Beginning with the line containing "find locomotive running" and ending with the last line, repeat the records exactly.
-------- Task material
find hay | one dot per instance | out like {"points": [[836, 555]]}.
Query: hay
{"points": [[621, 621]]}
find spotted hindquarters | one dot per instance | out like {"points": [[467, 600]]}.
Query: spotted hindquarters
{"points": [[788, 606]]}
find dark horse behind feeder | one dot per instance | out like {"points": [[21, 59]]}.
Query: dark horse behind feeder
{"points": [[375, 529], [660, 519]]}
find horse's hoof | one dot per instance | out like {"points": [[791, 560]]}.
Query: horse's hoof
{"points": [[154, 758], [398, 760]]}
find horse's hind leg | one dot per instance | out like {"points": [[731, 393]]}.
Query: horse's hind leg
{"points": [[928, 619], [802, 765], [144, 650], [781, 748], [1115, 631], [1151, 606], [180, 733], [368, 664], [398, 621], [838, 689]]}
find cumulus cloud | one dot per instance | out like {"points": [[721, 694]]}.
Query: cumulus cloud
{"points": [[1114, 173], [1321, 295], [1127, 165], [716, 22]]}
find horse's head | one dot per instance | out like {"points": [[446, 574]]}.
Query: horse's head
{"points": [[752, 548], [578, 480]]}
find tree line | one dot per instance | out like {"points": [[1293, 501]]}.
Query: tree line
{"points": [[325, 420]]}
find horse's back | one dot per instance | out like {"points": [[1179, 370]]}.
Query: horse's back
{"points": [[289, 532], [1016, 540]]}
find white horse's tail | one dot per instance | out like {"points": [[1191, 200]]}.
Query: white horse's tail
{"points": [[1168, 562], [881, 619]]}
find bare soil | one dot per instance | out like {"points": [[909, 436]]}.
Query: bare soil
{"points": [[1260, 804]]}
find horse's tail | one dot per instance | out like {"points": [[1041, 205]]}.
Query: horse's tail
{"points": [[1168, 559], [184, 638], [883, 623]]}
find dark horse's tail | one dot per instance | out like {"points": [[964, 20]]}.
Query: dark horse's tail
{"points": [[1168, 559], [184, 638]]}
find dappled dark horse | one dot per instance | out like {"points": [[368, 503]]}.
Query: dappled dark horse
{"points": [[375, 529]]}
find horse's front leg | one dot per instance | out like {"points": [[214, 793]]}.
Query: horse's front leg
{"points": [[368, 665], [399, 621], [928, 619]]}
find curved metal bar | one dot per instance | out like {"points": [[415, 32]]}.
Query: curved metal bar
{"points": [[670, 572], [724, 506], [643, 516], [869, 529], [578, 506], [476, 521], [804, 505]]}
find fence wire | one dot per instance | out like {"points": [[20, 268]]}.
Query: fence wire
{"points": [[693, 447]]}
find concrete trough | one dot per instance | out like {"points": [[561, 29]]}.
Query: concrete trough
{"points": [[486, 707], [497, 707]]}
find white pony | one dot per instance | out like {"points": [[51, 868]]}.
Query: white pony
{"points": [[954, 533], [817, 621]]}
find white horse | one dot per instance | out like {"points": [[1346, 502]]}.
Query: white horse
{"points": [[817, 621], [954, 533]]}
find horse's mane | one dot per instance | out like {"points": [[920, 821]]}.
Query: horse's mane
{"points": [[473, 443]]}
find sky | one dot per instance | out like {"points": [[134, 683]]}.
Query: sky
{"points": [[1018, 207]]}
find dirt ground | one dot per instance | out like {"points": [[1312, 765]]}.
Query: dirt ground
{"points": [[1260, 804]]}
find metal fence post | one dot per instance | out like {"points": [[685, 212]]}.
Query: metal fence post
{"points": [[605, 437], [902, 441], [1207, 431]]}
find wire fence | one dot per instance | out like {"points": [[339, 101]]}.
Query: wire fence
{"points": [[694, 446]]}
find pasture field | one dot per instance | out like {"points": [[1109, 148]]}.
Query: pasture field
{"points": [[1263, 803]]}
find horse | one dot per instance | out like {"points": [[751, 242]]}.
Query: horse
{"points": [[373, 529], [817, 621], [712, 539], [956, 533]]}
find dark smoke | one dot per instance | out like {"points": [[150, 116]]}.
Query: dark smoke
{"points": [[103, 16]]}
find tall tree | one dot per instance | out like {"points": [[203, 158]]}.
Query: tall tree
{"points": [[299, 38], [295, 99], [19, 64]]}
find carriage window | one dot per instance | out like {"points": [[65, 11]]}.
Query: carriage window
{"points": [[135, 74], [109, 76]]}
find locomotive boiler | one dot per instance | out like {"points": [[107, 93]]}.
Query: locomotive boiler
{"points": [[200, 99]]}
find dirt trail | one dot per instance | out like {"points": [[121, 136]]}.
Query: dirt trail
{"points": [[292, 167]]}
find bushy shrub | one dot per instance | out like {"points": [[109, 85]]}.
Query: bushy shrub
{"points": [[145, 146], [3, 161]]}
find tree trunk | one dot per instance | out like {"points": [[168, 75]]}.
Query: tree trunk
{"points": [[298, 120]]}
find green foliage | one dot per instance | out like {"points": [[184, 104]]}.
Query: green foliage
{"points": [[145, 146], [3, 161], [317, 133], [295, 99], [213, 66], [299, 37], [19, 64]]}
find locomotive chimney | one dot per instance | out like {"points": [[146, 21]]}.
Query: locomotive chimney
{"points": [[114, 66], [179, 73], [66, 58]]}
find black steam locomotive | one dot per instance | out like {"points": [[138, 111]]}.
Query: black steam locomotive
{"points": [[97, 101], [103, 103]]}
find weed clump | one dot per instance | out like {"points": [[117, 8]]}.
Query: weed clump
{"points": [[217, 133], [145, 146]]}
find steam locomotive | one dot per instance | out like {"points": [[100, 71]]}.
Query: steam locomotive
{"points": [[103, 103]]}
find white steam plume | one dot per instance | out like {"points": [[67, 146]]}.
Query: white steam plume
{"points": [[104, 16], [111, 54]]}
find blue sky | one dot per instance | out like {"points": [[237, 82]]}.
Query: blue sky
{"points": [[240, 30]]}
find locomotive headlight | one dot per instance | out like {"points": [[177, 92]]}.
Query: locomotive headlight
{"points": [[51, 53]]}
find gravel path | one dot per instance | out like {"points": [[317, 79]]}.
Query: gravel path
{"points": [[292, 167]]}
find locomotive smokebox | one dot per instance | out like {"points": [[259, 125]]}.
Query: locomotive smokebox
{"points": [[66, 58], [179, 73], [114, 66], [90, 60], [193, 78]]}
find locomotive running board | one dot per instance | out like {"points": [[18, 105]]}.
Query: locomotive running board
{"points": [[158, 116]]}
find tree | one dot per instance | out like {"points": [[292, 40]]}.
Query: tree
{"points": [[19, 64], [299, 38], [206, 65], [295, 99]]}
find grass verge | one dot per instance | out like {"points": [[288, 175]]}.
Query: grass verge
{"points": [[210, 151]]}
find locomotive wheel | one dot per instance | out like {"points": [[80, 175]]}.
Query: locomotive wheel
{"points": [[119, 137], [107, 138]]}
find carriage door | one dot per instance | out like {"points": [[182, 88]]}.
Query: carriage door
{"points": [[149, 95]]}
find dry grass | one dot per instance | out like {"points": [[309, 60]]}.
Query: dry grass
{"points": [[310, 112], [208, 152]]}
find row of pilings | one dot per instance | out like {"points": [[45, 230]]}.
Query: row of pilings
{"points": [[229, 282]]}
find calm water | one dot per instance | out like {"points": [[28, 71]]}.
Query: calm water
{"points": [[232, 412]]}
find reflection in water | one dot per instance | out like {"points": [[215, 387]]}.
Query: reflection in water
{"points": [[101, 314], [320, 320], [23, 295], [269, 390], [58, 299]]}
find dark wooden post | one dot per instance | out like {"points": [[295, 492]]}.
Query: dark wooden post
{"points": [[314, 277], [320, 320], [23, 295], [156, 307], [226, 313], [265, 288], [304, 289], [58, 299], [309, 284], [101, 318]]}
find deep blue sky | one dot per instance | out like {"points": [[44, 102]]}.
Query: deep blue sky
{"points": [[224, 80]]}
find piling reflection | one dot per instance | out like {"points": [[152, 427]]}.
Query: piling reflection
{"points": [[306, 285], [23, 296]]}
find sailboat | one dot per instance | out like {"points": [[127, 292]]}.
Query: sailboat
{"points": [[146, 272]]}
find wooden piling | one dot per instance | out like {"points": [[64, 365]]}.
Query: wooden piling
----------------
#### Full solution
find locomotive running board | one dot per instance | out like {"points": [[18, 105]]}.
Query: locomotive running board
{"points": [[158, 116]]}
find tree | one dot per instance | out like {"points": [[292, 40]]}.
Query: tree
{"points": [[19, 64], [299, 38], [206, 65], [295, 99]]}
find grass verge | one dot per instance | out like {"points": [[288, 175]]}.
Query: grass verge
{"points": [[210, 151]]}
find locomotive wheel | one dot per instance | out like {"points": [[80, 175]]}.
Query: locomotive wheel
{"points": [[119, 137], [107, 138]]}
find carriage door | one dot per instance | out like {"points": [[182, 88]]}.
Query: carriage door
{"points": [[149, 95]]}
find dry grass | one dot per instance | out like {"points": [[309, 60]]}.
Query: dry grass
{"points": [[310, 112], [208, 152]]}
find row of pilings | one dot per instance | out like {"points": [[45, 230]]}.
Query: row of pilings
{"points": [[229, 282]]}
find calm water | one dot per instance | out like {"points": [[28, 71]]}.
Query: calm water
{"points": [[232, 412]]}
find reflection in water | one dot per instance | out like {"points": [[215, 387]]}.
Query: reflection in water
{"points": [[101, 314], [320, 320], [23, 295], [269, 390], [58, 299]]}
find dark wooden post | one dot per instance | out like {"points": [[295, 492]]}.
Query: dark wooden post
{"points": [[314, 277], [320, 320], [23, 295], [156, 307], [226, 313], [265, 288], [304, 289], [58, 299], [309, 284], [101, 318]]}
find deep blue sky | one dot per instance | out like {"points": [[44, 102]]}.
Query: deep blue sky
{"points": [[224, 80]]}
find piling reflection | one dot per instance | out like {"points": [[152, 427]]}.
Query: piling reflection
{"points": [[306, 285], [23, 296]]}
find sailboat | one dot per instance | out like {"points": [[127, 292]]}.
Query: sailboat
{"points": [[146, 272]]}
find wooden piling | one dot per instance | out like {"points": [[64, 365]]}.
Query: wooden piling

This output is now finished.